■ Tasks for this exercise:
#1 Using the transcript, answer each question on its own line:
(a) Where were the fingerprints found?
(b) What single credit appears on the credit screen?
(c) How many of the six Republican women does Michael Che say voted for Kavanaugh?
#2 Repeat word for word the stretch of the transcript from "Female Detective: We" through "free to go.".

Top of Passage provided

Female Detective: We found your fingerprints on a handle of the cabinet underneath the kitchen sink.

The suspect: [Cut to the suspect denying the accusation] I have no idea what you’re talking about.

Female Detective: [Cut to the female detective] Well you’re free to go.

[Cut to Credit screen with only one credit, ‘Executive Producer – Dick Wolf]

Michael Che: [Cut to Michael CheYeah with a picture of Brett Kavanaugh with a Department of Justice logo and a tag ‘FBI INVESTIGATION’] Yes, that FBI investigation was quite ridiculous, but my question is for the five out of six Republican women that voted for Kavanaugh. [The top right corner picture changes to five republican females] So are you all like, hostages? This feels like one of those horror movies where white ladies in love with the monster but doesn’t know it. And all the black people watching are like, “Oh Megan, you’re about to get ate.” This is not good for any of us. And I say us because if these Republicans don’t care about you, oh they definitely don’t care about me, if a white lady in tears can’t get justice then there’s no hoe for my black ass in Jordans.

Bottom of Passage provided
Top of Raw data

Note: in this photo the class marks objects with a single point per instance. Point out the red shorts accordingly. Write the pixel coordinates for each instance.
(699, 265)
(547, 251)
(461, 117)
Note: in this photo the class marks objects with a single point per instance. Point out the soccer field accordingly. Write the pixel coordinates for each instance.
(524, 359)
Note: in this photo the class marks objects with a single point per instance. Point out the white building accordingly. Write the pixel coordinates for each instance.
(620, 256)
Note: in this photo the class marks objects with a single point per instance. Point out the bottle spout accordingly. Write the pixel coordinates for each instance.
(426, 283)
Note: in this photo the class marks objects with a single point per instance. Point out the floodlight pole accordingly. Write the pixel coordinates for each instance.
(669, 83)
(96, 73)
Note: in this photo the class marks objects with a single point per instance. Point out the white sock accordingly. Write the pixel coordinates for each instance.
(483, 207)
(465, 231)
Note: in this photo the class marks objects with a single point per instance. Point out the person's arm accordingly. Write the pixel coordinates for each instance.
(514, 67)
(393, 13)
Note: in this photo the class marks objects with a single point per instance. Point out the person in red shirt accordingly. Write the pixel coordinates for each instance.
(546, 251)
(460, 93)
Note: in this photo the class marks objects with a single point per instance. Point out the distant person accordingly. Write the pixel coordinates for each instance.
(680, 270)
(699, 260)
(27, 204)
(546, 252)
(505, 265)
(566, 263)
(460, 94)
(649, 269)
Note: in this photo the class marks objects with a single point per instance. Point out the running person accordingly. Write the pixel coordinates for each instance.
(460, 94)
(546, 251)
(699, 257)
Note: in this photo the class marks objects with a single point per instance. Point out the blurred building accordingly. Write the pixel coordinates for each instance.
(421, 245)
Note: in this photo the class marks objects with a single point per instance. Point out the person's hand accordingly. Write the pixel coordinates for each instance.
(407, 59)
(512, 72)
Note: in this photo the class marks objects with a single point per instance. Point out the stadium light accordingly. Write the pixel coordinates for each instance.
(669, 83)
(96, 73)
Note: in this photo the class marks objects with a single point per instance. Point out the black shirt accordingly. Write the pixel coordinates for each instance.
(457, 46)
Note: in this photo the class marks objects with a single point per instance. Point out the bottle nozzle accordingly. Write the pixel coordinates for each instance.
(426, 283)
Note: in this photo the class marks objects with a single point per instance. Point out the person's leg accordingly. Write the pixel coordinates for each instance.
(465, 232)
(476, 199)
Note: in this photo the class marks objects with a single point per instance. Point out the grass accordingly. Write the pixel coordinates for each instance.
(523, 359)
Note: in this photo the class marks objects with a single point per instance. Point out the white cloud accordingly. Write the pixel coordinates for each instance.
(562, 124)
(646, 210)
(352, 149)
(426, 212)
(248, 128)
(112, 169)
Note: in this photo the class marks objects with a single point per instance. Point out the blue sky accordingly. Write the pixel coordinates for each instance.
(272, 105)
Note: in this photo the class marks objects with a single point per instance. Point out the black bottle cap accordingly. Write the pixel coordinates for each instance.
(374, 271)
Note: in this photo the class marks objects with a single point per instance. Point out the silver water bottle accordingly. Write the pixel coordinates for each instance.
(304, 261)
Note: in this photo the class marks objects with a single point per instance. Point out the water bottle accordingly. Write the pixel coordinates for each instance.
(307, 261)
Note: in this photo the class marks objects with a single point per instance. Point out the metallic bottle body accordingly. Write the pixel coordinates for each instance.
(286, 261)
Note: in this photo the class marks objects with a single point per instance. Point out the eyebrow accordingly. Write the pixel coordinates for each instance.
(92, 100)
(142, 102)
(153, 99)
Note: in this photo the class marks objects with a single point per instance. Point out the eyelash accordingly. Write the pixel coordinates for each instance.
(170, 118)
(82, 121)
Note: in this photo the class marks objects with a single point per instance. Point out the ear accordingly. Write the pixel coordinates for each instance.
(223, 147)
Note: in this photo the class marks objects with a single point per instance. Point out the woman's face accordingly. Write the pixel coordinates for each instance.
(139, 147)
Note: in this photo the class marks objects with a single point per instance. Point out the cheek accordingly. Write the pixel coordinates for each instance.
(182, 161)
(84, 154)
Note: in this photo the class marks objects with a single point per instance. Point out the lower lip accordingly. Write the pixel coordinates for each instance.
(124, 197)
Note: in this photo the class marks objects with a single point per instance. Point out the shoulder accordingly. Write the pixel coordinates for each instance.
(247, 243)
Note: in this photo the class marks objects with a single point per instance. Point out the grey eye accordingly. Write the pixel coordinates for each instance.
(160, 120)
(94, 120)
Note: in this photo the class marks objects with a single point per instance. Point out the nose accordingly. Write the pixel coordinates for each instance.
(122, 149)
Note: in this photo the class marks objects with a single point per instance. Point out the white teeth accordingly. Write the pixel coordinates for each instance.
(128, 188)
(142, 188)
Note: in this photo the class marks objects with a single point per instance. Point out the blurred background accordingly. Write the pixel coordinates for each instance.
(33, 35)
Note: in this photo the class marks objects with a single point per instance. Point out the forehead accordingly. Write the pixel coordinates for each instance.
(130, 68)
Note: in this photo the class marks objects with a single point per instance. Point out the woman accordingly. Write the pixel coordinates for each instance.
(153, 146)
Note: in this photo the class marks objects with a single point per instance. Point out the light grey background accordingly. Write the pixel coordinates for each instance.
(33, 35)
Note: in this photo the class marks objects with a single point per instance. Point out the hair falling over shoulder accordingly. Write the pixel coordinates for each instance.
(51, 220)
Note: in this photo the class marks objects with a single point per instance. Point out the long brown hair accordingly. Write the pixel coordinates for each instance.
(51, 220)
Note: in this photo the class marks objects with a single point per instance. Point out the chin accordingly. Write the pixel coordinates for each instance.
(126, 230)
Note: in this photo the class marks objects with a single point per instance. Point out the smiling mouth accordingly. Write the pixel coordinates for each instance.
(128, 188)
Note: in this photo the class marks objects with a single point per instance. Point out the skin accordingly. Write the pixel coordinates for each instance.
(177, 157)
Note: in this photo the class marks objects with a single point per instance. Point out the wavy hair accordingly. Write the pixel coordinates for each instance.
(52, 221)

Bottom of Raw data

■ Answers by task:
#1
(a) On a handle of the cabinet underneath the kitchen sink.
(b) Executive Producer – Dick Wolf.
(c) Five.

#2
Female Detective: We found your fingerprints on a handle of the cabinet underneath the kitchen sink.

The suspect: [Cut to the suspect denying the accusation] I have no idea what you’re talking about.

Female Detective: [Cut to the female detective] Well you’re free to go.